Change "sample" to "specimen" throughout the records, starting at their beginning and ending at the line that contains "164 723 L 166", and give those lines again with nothing else altered.

>> Start MATERIAL

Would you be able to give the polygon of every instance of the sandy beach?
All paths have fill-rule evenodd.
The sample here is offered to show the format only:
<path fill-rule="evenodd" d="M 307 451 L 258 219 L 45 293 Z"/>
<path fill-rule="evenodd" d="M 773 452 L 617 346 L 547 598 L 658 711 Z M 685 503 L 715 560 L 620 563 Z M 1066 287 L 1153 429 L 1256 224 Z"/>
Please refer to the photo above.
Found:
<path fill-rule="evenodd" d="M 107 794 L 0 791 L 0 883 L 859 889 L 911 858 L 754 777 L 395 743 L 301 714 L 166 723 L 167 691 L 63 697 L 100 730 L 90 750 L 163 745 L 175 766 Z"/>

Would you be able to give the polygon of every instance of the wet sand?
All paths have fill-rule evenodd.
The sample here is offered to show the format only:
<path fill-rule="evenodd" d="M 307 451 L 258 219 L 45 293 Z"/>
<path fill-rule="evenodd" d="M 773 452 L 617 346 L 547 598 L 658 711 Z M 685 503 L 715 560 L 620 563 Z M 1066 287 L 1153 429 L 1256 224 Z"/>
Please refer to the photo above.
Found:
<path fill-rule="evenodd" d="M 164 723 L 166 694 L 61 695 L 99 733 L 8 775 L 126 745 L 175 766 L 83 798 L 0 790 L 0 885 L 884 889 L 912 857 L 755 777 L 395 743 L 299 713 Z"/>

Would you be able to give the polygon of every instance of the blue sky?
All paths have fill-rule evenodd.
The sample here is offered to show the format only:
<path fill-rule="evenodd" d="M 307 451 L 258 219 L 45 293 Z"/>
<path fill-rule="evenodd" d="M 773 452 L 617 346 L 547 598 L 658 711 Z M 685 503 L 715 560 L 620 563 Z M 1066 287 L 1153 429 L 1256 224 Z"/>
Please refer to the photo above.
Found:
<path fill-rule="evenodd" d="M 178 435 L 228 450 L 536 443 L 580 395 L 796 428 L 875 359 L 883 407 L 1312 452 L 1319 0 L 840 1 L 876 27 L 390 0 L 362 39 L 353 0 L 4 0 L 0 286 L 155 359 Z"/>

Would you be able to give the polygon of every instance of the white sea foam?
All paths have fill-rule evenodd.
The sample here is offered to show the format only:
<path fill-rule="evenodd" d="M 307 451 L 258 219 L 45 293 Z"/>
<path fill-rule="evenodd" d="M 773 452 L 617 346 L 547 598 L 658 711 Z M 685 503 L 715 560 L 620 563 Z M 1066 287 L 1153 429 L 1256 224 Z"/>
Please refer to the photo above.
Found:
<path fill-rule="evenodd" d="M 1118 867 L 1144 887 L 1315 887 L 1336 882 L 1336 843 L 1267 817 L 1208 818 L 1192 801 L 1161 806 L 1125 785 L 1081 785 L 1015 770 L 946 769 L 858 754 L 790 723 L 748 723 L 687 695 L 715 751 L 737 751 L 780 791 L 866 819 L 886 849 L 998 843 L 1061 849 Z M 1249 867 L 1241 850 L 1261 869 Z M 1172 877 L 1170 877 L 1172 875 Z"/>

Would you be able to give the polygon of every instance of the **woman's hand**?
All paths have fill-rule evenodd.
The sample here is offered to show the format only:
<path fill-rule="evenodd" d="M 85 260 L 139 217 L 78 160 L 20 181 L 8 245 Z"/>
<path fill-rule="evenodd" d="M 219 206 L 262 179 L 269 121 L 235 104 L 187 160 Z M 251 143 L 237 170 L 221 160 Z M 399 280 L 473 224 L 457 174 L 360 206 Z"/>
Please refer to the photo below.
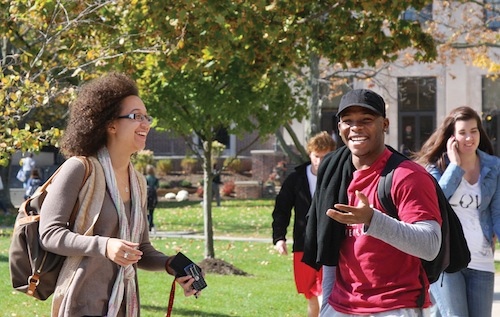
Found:
<path fill-rule="evenodd" d="M 127 266 L 141 259 L 142 251 L 138 248 L 139 243 L 109 238 L 106 244 L 106 256 L 118 265 Z"/>
<path fill-rule="evenodd" d="M 175 280 L 184 290 L 184 296 L 187 297 L 194 295 L 196 296 L 196 298 L 198 298 L 198 296 L 201 294 L 201 291 L 197 291 L 193 288 L 194 278 L 191 275 L 180 276 L 177 277 Z"/>
<path fill-rule="evenodd" d="M 454 136 L 451 136 L 446 142 L 446 152 L 450 163 L 455 163 L 460 166 L 460 155 L 458 154 L 458 141 Z"/>

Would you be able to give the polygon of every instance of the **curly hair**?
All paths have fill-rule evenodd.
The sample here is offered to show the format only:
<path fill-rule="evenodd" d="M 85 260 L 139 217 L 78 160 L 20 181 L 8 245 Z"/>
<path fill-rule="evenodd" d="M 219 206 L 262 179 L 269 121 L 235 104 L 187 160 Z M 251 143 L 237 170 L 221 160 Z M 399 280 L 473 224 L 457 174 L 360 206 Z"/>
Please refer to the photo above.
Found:
<path fill-rule="evenodd" d="M 332 136 L 326 132 L 321 131 L 314 135 L 309 142 L 307 142 L 307 153 L 312 152 L 323 152 L 323 151 L 333 151 L 337 147 L 337 144 L 333 140 Z"/>
<path fill-rule="evenodd" d="M 119 116 L 123 99 L 138 95 L 136 83 L 116 72 L 84 84 L 71 105 L 69 121 L 61 140 L 61 153 L 66 158 L 95 155 L 106 145 L 107 127 Z"/>
<path fill-rule="evenodd" d="M 447 167 L 446 160 L 446 143 L 448 139 L 455 132 L 455 123 L 457 121 L 475 120 L 479 130 L 480 141 L 478 148 L 488 154 L 493 155 L 493 145 L 488 137 L 488 134 L 483 128 L 481 117 L 477 112 L 467 106 L 458 107 L 453 109 L 444 118 L 443 122 L 434 133 L 422 145 L 420 151 L 413 155 L 413 158 L 423 166 L 429 164 L 436 164 L 436 166 L 443 172 Z"/>

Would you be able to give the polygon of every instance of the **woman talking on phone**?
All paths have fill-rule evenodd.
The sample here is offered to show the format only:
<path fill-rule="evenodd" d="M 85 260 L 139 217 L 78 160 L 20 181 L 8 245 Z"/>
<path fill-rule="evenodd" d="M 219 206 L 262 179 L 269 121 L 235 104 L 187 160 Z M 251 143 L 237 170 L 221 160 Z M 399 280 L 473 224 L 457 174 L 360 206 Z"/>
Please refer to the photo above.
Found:
<path fill-rule="evenodd" d="M 416 155 L 438 180 L 462 224 L 468 267 L 431 285 L 441 316 L 491 316 L 495 235 L 500 235 L 500 158 L 470 107 L 452 110 Z"/>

>> End MATERIAL

RESULT BELOW =
Would you be able to give the polygon of every instance of the sandy beach?
All paths have fill-rule evenodd.
The specimen here is offered to show the format only:
<path fill-rule="evenodd" d="M 307 451 L 258 219 L 45 293 Z"/>
<path fill-rule="evenodd" d="M 773 452 L 617 346 L 547 598 L 658 711 Z M 685 503 L 715 560 L 620 563 Z M 1066 287 L 1153 429 L 1256 224 Z"/>
Please refer to the photo above.
Found:
<path fill-rule="evenodd" d="M 107 794 L 0 791 L 0 883 L 859 889 L 911 858 L 754 777 L 395 743 L 301 714 L 166 723 L 167 691 L 63 697 L 100 730 L 90 750 L 163 745 L 175 766 Z"/>

Would you be able to give the polygon of every instance of the wet sand?
All paths have fill-rule evenodd.
The specimen here is offered to show the format only:
<path fill-rule="evenodd" d="M 307 451 L 258 219 L 45 293 Z"/>
<path fill-rule="evenodd" d="M 773 452 L 617 346 L 547 598 L 658 711 Z M 685 503 L 715 560 L 620 563 Z M 1066 287 L 1153 429 L 1256 224 Z"/>
Please refer to the photo above.
Found:
<path fill-rule="evenodd" d="M 164 723 L 166 694 L 61 695 L 99 733 L 8 775 L 126 745 L 175 766 L 83 798 L 0 790 L 0 885 L 884 889 L 912 857 L 755 777 L 395 743 L 299 713 Z"/>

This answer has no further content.